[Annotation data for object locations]
>>>
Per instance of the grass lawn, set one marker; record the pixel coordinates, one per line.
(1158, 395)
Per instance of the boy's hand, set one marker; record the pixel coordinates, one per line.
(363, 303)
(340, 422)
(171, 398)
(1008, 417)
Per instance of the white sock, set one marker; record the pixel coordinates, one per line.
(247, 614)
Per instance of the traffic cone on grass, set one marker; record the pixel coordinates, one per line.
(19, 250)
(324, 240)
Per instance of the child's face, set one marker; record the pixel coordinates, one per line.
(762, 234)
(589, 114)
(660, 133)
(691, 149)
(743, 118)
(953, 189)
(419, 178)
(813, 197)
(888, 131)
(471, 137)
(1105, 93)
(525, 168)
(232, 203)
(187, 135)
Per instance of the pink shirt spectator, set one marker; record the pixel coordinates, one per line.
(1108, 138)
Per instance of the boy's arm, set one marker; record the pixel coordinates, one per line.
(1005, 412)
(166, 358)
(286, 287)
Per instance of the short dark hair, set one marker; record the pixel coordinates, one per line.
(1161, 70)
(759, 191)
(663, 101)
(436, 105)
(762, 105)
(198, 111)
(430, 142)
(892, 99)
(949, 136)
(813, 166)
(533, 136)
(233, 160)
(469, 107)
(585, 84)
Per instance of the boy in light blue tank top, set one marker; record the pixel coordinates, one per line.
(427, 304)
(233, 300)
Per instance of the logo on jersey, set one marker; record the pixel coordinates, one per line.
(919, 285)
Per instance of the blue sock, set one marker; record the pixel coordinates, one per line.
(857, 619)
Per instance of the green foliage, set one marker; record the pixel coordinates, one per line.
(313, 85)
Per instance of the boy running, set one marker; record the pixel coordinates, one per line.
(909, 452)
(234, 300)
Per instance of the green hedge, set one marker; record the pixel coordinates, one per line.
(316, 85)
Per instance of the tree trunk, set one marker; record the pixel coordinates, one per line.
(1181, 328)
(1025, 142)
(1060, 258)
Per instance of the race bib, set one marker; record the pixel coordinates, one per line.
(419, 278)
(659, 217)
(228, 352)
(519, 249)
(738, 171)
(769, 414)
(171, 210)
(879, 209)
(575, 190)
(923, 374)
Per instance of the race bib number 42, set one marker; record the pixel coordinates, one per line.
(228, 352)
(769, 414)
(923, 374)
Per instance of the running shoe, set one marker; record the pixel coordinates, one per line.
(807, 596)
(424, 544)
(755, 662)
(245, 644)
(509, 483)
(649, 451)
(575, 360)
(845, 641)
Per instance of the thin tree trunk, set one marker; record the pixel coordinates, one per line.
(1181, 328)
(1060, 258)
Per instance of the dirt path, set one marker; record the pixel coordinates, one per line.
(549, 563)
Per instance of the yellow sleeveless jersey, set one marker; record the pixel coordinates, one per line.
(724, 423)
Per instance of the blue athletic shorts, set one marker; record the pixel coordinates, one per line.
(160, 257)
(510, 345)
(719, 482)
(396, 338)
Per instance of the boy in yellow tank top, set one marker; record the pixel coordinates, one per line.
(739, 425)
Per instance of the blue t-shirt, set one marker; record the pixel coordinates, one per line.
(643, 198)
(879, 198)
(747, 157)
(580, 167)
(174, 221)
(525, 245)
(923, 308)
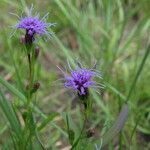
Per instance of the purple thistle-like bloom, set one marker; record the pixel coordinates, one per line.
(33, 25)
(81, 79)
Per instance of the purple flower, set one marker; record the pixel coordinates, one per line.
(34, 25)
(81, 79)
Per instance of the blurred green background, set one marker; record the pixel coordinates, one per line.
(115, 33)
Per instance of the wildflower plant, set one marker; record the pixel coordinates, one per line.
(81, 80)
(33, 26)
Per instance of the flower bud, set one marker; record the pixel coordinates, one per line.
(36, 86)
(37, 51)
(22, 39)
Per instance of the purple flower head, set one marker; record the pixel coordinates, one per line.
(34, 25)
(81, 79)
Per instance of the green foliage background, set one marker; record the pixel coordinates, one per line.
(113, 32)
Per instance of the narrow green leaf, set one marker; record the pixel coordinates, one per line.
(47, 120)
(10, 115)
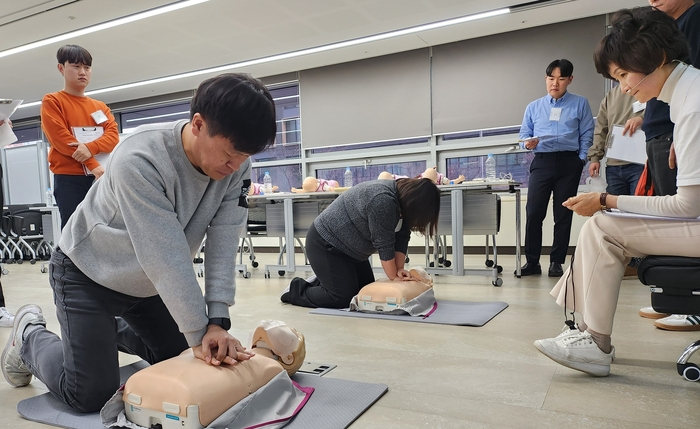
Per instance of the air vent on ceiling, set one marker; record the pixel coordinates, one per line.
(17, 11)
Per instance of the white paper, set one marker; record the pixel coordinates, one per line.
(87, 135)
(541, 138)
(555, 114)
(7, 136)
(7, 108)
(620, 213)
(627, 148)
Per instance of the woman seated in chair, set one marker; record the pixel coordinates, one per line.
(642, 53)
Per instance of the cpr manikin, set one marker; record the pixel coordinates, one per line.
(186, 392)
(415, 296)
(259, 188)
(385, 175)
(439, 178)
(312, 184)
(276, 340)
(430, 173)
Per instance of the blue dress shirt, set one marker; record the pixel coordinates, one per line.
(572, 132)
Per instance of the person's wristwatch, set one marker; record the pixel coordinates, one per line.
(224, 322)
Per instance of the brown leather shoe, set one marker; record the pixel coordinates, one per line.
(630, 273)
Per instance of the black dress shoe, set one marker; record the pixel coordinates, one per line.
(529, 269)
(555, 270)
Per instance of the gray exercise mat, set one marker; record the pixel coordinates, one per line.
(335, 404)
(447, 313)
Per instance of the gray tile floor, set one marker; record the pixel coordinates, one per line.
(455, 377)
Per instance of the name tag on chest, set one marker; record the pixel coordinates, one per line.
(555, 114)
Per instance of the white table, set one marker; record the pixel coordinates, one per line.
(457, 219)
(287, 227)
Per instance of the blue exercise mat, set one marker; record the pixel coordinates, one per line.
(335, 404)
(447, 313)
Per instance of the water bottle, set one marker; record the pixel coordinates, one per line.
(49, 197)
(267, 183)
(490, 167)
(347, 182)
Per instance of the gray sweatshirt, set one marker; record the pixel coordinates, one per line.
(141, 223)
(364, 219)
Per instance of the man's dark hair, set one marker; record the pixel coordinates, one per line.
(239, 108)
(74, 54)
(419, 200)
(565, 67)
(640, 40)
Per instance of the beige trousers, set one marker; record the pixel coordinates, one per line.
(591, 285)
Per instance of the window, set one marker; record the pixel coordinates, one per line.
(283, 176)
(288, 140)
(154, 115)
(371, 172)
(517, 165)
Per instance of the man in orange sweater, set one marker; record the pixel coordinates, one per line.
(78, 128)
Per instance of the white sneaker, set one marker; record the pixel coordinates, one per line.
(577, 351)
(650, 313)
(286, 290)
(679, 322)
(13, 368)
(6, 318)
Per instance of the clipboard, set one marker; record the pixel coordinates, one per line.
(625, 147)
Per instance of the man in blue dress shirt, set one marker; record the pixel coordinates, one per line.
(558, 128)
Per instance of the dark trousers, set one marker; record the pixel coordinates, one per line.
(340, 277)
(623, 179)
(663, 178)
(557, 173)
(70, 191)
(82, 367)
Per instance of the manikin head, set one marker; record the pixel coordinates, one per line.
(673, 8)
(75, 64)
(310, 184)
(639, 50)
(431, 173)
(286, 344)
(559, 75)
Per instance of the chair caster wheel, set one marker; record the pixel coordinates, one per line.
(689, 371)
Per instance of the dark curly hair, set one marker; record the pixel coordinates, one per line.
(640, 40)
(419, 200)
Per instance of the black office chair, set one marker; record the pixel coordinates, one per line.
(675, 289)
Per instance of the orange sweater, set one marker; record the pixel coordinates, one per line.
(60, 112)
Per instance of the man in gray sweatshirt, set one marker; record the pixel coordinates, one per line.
<<<
>>>
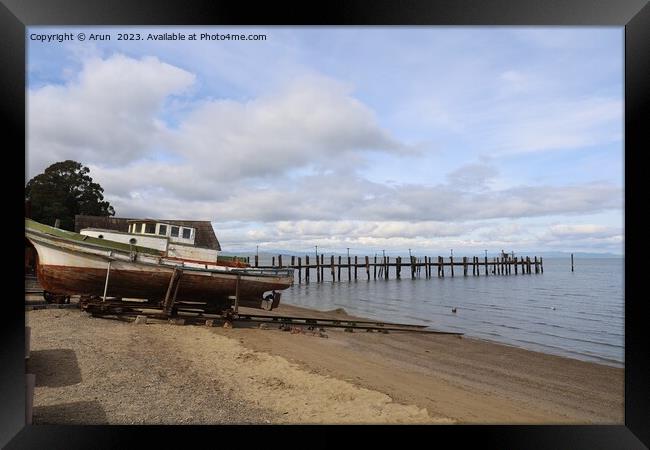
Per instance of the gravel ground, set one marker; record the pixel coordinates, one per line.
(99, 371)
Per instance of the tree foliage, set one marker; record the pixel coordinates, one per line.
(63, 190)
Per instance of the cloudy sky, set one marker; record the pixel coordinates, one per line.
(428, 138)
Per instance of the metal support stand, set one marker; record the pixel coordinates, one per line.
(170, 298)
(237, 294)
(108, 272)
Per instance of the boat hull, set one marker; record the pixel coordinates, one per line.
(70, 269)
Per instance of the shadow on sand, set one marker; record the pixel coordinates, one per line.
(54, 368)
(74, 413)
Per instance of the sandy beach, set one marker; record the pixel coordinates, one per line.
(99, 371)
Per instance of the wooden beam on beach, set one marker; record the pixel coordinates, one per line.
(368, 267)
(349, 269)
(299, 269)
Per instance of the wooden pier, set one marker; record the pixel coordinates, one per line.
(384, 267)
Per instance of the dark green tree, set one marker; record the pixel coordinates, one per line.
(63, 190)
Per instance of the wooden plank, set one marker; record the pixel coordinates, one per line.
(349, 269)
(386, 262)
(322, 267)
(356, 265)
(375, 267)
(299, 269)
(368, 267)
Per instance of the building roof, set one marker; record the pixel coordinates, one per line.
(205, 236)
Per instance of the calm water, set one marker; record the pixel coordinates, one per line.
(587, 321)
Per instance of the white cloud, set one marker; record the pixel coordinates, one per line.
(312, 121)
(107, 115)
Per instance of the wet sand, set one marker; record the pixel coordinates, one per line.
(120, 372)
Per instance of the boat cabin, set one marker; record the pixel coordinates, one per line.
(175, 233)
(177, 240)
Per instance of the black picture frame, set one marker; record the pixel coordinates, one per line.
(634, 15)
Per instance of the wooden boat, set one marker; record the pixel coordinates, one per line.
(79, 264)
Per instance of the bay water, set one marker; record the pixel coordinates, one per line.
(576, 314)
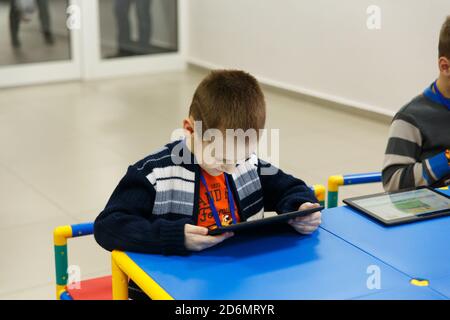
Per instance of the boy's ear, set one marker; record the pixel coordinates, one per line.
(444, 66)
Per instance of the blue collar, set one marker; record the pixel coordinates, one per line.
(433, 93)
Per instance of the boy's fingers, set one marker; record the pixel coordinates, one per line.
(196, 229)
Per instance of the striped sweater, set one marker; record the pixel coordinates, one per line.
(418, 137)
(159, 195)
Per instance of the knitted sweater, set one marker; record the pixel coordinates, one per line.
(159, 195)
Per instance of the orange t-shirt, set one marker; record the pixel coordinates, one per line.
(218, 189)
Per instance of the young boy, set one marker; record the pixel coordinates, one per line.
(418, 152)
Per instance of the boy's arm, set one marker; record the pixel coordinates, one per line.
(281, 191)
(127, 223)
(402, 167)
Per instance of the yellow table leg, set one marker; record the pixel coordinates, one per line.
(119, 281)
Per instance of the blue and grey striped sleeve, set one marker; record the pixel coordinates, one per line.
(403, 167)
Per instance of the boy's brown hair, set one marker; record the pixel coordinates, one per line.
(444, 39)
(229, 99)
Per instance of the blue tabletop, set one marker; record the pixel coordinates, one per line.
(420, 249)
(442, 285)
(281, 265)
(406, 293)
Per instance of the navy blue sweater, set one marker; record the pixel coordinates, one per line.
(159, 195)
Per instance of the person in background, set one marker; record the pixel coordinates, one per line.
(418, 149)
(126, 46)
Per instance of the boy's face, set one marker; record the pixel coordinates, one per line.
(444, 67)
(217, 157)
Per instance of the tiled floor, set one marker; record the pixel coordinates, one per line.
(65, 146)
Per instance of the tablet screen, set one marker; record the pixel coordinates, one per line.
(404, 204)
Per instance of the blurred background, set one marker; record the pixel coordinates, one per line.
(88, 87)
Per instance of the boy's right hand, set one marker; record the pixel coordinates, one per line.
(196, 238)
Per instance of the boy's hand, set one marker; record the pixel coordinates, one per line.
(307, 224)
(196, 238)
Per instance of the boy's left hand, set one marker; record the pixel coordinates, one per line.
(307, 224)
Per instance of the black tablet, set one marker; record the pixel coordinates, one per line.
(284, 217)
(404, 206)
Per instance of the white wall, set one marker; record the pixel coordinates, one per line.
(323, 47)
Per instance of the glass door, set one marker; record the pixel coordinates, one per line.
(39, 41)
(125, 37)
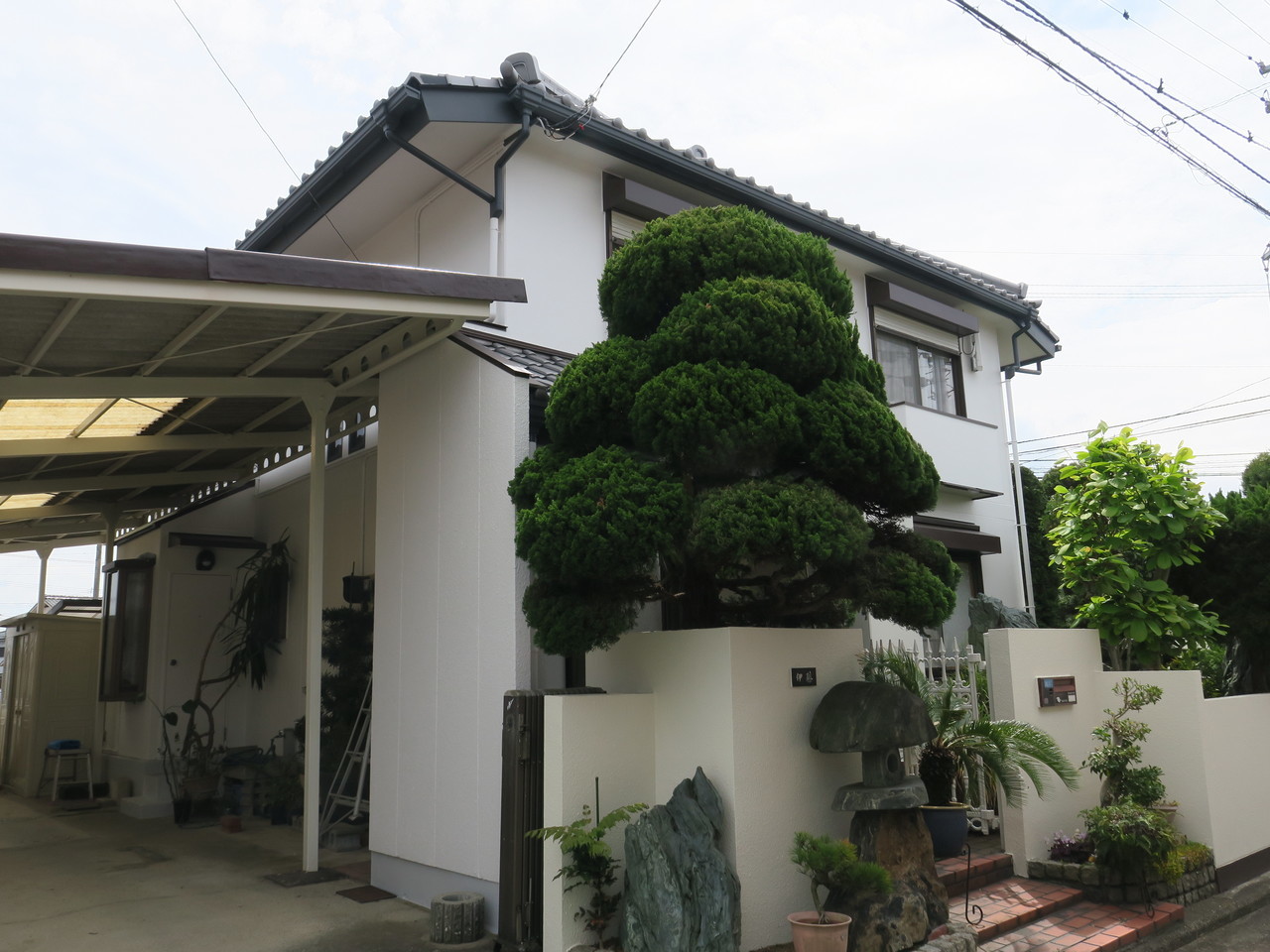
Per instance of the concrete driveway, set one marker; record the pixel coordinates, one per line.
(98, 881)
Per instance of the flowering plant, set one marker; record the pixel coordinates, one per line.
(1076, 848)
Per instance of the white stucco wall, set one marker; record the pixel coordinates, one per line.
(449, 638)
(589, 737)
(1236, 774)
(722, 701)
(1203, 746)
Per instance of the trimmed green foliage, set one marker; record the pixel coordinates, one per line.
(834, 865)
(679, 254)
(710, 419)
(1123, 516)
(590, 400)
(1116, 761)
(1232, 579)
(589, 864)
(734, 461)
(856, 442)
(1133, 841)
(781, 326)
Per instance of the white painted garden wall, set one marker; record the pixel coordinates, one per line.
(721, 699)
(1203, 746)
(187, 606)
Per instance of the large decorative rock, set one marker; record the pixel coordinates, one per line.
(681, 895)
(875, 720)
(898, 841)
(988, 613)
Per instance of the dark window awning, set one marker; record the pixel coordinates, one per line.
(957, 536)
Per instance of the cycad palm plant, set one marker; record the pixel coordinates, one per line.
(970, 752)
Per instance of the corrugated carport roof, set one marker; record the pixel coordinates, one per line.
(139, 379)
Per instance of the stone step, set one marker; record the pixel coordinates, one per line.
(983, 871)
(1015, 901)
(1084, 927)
<<<
WHAT YOU HAVE TO DO
Locate each line in the material above that contains the string "trousers" and copy those lines in full. Case counts.

SOLUTION TO THE PROBLEM
Per instance of the beige trousers, set one marker; record the pixel coordinates, one per line.
Per instance of the dark trousers, set one marker; record the pixel coordinates, one per line.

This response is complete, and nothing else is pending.